• _WHAT IS NEEDED_:
Render every line of the items below as a JSON list of strings, with one string per line and any blank lines omitted.

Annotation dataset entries
┄┄┄┄┄┄┄┄┄┄

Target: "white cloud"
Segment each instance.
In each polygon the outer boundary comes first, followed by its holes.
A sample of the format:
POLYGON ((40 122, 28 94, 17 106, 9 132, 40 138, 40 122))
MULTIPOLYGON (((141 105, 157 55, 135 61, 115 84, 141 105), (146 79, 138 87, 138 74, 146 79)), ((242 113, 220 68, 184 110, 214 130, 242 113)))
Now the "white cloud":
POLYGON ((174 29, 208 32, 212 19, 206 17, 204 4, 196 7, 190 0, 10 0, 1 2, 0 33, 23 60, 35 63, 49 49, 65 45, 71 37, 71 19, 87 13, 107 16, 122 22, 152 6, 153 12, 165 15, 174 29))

┄┄┄┄┄┄┄┄┄┄

• _FINAL RESULT_:
[
  "Target: \"white cloud\"",
  "Segment each instance.",
  "In each polygon the outer boundary comes first, followed by its holes.",
  "A sample of the format:",
  "POLYGON ((40 122, 28 94, 17 106, 9 132, 40 138, 40 122))",
  "MULTIPOLYGON (((141 105, 157 55, 135 61, 115 84, 141 105), (146 79, 138 87, 138 74, 146 79)), ((242 113, 220 68, 184 110, 214 130, 242 113)))",
  "Now the \"white cloud\":",
  "POLYGON ((174 29, 208 32, 212 19, 206 17, 204 4, 196 7, 190 0, 10 0, 1 2, 0 33, 23 60, 35 63, 49 49, 65 45, 71 37, 71 19, 87 13, 107 16, 122 22, 152 6, 153 12, 165 15, 174 29))"
]